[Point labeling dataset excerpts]
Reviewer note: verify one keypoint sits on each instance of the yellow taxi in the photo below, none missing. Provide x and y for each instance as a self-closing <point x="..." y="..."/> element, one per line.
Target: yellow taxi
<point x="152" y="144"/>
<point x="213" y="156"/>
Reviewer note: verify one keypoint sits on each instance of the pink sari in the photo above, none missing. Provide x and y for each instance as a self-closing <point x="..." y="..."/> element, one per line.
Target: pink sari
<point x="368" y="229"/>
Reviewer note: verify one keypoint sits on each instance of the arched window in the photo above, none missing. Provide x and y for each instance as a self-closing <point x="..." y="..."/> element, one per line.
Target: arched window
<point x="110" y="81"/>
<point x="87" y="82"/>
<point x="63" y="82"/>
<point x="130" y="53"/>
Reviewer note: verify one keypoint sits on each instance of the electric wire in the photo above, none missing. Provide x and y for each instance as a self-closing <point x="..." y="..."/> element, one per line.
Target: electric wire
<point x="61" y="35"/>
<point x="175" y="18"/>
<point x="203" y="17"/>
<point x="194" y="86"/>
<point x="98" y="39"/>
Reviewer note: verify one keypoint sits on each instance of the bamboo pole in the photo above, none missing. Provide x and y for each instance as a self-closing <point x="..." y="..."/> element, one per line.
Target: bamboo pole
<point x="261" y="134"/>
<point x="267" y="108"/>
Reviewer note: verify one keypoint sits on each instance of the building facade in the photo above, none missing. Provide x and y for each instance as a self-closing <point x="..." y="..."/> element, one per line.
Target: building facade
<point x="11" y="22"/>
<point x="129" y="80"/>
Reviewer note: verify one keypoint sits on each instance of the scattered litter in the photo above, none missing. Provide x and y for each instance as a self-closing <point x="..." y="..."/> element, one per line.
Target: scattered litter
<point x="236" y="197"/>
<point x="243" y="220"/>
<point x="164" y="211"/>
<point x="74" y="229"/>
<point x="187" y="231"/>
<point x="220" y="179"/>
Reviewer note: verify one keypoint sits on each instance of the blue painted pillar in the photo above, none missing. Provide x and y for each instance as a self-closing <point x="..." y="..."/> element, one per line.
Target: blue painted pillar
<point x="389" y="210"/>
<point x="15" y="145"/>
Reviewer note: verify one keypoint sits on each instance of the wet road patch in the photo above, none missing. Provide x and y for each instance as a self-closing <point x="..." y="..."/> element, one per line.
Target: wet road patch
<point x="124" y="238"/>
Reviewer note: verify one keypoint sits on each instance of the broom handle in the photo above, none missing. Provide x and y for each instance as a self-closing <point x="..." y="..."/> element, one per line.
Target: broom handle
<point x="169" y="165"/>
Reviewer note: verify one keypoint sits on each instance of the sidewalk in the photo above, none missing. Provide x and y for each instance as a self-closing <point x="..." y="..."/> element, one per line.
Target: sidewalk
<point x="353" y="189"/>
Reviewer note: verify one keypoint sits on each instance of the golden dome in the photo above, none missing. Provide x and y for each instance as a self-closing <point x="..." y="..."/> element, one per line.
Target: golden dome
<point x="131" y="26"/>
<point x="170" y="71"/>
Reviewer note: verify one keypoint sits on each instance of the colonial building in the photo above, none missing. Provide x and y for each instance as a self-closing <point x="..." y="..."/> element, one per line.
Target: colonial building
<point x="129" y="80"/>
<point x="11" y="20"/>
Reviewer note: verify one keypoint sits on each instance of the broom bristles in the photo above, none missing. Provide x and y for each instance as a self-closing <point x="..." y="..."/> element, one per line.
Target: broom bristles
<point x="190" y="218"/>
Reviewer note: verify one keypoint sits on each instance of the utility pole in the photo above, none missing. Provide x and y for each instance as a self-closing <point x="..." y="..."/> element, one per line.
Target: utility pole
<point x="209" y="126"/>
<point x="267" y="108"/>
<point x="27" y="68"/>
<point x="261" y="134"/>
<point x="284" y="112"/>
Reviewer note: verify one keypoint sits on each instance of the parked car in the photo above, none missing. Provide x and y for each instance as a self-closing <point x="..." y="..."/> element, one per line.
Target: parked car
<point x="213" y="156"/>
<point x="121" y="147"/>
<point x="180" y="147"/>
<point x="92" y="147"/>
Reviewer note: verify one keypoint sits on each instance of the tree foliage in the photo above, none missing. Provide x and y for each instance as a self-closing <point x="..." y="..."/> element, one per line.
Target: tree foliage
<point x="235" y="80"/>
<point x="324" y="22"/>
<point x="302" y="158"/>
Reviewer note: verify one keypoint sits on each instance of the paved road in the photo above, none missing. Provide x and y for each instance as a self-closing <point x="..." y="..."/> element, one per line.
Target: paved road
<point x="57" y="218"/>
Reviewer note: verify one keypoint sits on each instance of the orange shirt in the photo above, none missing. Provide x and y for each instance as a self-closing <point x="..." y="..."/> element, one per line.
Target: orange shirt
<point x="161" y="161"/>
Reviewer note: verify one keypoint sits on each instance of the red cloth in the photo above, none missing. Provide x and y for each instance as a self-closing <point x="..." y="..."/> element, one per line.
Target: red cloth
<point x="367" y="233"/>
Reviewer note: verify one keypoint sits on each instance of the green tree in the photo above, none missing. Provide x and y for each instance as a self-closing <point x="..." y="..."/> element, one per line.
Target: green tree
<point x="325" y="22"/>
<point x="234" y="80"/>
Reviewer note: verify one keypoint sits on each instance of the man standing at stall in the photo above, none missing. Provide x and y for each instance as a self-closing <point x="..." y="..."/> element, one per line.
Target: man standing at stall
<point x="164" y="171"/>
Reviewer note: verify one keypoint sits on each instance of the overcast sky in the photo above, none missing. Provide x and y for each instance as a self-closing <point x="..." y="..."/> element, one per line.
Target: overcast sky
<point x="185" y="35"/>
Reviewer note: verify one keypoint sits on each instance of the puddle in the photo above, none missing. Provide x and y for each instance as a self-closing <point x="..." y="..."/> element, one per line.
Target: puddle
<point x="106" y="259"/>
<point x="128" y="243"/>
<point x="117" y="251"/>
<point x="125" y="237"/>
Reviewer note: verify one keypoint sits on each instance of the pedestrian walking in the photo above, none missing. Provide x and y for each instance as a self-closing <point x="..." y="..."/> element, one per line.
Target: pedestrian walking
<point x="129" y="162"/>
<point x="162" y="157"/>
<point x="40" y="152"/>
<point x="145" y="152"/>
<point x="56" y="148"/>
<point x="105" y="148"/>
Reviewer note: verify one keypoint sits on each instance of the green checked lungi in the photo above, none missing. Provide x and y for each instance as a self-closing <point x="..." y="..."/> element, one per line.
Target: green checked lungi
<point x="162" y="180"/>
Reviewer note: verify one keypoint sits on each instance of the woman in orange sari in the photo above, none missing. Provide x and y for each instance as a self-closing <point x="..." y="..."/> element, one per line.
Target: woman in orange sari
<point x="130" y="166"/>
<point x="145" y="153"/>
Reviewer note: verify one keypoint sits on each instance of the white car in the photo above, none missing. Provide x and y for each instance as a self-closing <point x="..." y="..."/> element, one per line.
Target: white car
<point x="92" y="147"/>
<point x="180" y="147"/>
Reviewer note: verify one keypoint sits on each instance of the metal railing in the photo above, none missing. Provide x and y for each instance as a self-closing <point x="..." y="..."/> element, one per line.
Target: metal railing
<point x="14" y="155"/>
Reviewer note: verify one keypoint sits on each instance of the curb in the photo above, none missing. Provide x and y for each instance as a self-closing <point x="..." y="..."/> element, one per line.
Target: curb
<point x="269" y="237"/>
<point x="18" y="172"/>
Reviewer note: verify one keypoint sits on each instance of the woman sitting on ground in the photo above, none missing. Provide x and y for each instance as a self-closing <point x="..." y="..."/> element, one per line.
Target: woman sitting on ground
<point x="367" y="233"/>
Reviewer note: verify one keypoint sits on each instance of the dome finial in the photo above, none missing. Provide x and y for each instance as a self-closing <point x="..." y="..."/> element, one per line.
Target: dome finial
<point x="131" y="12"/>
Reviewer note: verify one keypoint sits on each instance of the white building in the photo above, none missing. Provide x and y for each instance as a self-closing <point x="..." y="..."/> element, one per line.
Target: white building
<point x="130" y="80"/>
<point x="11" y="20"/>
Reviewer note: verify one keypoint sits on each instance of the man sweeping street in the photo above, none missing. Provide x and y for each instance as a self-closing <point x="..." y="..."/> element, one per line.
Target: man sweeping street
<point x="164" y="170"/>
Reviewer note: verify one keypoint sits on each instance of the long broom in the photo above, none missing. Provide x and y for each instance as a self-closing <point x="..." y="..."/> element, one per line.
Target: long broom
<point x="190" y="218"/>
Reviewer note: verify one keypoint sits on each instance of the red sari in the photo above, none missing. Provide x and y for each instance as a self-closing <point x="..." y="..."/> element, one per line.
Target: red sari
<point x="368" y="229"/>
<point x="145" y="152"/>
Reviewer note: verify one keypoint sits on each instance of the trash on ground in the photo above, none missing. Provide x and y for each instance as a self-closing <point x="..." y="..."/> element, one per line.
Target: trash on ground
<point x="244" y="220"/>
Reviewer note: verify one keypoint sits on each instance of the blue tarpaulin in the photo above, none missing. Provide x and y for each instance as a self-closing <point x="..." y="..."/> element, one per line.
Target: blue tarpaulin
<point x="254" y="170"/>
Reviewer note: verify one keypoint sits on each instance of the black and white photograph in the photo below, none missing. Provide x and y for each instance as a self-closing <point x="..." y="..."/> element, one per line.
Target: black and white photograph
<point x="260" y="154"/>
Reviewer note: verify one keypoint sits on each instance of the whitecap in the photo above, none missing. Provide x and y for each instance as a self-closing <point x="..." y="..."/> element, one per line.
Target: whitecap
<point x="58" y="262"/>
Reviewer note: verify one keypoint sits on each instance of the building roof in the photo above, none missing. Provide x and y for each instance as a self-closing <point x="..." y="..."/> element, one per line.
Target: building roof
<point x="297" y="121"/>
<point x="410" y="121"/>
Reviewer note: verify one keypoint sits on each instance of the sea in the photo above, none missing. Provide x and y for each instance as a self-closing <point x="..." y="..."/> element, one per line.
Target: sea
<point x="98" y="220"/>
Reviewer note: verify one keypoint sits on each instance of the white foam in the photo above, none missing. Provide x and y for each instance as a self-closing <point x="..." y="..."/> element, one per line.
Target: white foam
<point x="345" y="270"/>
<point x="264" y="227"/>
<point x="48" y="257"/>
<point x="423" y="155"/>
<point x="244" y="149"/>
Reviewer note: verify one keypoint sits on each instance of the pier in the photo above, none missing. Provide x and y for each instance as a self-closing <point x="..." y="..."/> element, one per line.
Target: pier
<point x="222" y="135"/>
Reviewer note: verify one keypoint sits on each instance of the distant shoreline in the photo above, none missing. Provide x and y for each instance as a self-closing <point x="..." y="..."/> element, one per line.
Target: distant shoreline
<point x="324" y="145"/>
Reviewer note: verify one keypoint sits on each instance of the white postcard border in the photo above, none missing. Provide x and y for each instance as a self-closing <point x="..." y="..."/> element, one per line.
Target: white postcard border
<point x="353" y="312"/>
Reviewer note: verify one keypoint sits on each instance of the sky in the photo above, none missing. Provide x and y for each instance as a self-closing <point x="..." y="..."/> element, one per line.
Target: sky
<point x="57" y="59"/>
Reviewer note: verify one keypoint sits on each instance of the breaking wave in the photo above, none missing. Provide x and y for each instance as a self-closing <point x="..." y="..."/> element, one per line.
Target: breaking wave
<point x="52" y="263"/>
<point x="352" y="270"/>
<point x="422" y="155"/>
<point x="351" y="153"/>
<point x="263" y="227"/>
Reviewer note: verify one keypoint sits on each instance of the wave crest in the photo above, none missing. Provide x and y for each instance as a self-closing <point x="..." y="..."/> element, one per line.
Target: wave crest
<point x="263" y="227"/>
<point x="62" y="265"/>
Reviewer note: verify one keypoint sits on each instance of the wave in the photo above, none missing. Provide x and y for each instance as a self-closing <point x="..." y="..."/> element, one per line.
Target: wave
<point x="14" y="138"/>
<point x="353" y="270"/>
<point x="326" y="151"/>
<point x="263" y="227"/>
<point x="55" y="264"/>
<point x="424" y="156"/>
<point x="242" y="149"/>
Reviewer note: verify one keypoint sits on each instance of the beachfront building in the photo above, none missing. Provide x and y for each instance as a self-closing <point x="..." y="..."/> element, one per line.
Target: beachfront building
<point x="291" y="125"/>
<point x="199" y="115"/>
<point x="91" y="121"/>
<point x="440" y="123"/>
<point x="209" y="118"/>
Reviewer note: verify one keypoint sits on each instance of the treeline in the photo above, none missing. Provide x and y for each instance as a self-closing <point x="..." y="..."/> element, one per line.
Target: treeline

» **Stated goal**
Starting at the line with "the white postcard", copy every line up to and including the last one in the entries above.

» **Answer to the problem**
Reviewer note: verify one keypoint sits on each instance of the white postcard border in the photo above, none missing. Provide x and y for each instance as a self-closing <point x="..." y="..."/> element, one per line.
Target: white postcard border
<point x="353" y="312"/>
Reviewer note: verify one keypoint sits on each instance of the sky in the photo above, none missing. Provide x and y for each instance as a self-closing <point x="..." y="..."/> element, one per line.
Target: sky
<point x="57" y="59"/>
Reviewer note: verify one keypoint sits on each instance of the breaking wave in the photo above, none missing. Provide x and y for each instance as a self-closing <point x="..." y="..."/> element, one per line.
Target: breaking wave
<point x="52" y="263"/>
<point x="352" y="270"/>
<point x="422" y="155"/>
<point x="351" y="153"/>
<point x="263" y="227"/>
Reviewer note: verify one keypoint sits on each instance of the wave crest in the photo above, none missing. Provide x and y for each instance as a self-closing <point x="..." y="..."/> element, one per line.
Target: wave crest
<point x="263" y="227"/>
<point x="62" y="265"/>
Reviewer note: verify one keypoint sits on each instance of the wave in the photo above, none missing. Provide x and y for each instance as a self-closing <point x="..." y="..."/> element, one per line.
Target: wave
<point x="14" y="138"/>
<point x="353" y="270"/>
<point x="326" y="151"/>
<point x="263" y="227"/>
<point x="55" y="264"/>
<point x="424" y="156"/>
<point x="242" y="149"/>
Reviewer note: verify one keypoint sits on each instance of the beachfront building in the photo above, none missing. Provide x and y for each instance as a self-closing <point x="..." y="..."/> element, one per line.
Target: beachfront building
<point x="291" y="125"/>
<point x="199" y="115"/>
<point x="91" y="121"/>
<point x="440" y="123"/>
<point x="209" y="118"/>
Reviewer note: verify one keypoint sits on each instance of the treeline in the photo above, none missing. Provide x and y for each instance as a self-closing <point x="..." y="..."/> element, one per line.
Target: treeline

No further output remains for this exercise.